# Loading datasets

In [None]:
import pandas as pd
import numpy as np
import seaborn as sns
import matplotlib.pyplot as plt
%matplotlib inline

# dataset with the meteo data
meteo =  pd.read_csv('../input/dataset/MeteoManzIzvorno.csv')
meteo_raw = meteo.copy()

# dataset with air pollution
poll_nbg = pd.read_csv('../input/dataset/SviPodaci_mStanica_BeogradNBG.csv')
poll_nbg_raw = poll_nbg.copy()
# dropping 'MernaStanica' column
poll_nbg.drop('MernaStanica', axis=1, inplace=True)

In [None]:
meteo_raw.

In [None]:
meteo.describe()
poll_nbg.describe()

# Features manipulation

In [None]:
# type of our features
meteo.dtypes

In [None]:
meteo['Rel. Hum. (%)']

We are removing rows in which humidity or pressure is not well defined, since there were not many of them.

In [None]:
meteo = meteo_raw.copy()
n = meteo.shape[0]  

for i in range(n):
    if ('%' not in str(meteo.loc[i,'Rel. Hum. (%)']) or '-' in str(meteo.loc[i,'Pressure/ Geopot.']) or
        'm' in str(meteo.loc[i,'Pressure/ Geopot.']) or
        '-' in str(meteo.loc[i,'Wind dir']) or str(meteo.loc[i,'Wind dir']) == ''):
        meteo.drop(i, inplace=True)

meteo['Rel. Hum. (%)'] = [str(x)[:-1] for x in meteo['Rel. Hum. (%)']] 
meteo['Rel. Hum. (%)'] = [int(x) for x in meteo['Rel. Hum. (%)']] 

meteo['Pressure/ Geopot.'] = [str(x)[:-4] for x in meteo['Pressure/ Geopot.']] 
meteo['Pressure/ Geopot.'] = [float(x) for x in meteo['Pressure/ Geopot.']] 

meteo['Wind dir'] = [str(x).replace(" ", "") for x in meteo['Wind dir']]
meteo['Wind dir']= [s[s.find("(")+1:s.find(")")] if ( '(' in s and ')' in s) else 'C' for s in meteo['Wind dir']] 

In [None]:
meteo['Wind dir']

In [None]:
meteo['Wind dir'] = pd.Categorical(meteo['Wind dir'])

====

■ **DIRECTIONS**:
**A.** Rewrite everything from "meteo_raw = meteo.copy()" down to "poll_nbg.drop('MernaStanica', axis=1, inplace=True)" in the weather and pollution notebook, replacing "MernaStanica" with "StationName".
**B.** Write the next part of the weather and pollution notebook, starting after its final line.

■ **GIVEN MATERIAL**:
====

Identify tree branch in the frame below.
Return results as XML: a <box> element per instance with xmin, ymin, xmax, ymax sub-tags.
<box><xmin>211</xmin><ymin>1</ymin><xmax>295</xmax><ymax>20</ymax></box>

====

■ **ANSWERS TO THE TASKS**:
**A.**
meteo_raw = meteo.copy()

# dataset with air pollution
poll_nbg = pd.read_csv('../input/dataset/SviPodaci_mStanica_BeogradNBG.csv')
poll_nbg_raw = poll_nbg.copy()
# dropping 'StationName' column
poll_nbg.drop('StationName', axis=1, inplace=True)

**B.**
meteo['Wind dir'].cat.categories


In [None]:
meteo['Wins speed (Km/h)'] = [str(x) for x in meteo['Wins speed (Km/h)']]
meteo['Wins speed (Km/h)'] = [0 if s == '' else float(s) for s in meteo['Wins speed (Km/h)']]

In [None]:
meteo['Low clouds'] = [str(x) for x in meteo['Low clouds']]
meteo['Low clouds'] = [0 if s == '-' else 1 for s in meteo['Low clouds']]

meteo['Medium clouds'] = [str(x) for x in meteo['Medium clouds']]
meteo['Medium clouds'] = [0 if s == '-' else 1 for s in meteo['Medium clouds']]

meteo['High clouds'] = [str(x) for x in meteo['High clouds']]
meteo['High clouds'] = [0 if s == '-' else 1 for s in meteo['High clouds']]

meteo['Clouds'] = [str(x)[0] for x in meteo['Clouds']]
meteo['Clouds'] = [9 if s == 'N' else int(s) for s in meteo['Clouds']]

for i, row in meteo.iterrows():
    if meteo.at[i,'Clouds'] == 9:    
        meteo.at[i,'Low clouds'] = 1

Precipitation is being dropped, since ~90% of it is unknown. Also, humidity is a good replace for the amount of rain, and we will add one new feature 'Prec' (precipitaion) based on the column 'Conditions'.

We are dropping 'Max temp. (ºC)'. 'Min temp. (ºC)', and 'Prec. (mm)', since they are mostly empty.

In [None]:
meteo.drop('Max temp. (ºC)', axis = 1, inplace = True)
meteo.drop('Min temp. (ºC)', axis = 1, inplace = True)
meteo.drop('Prec. (mm)', axis = 1, inplace = True)

Now, we are creating 2 new feature - 'Fog', 'Prec'. This is extracted from the column 'Conditions'.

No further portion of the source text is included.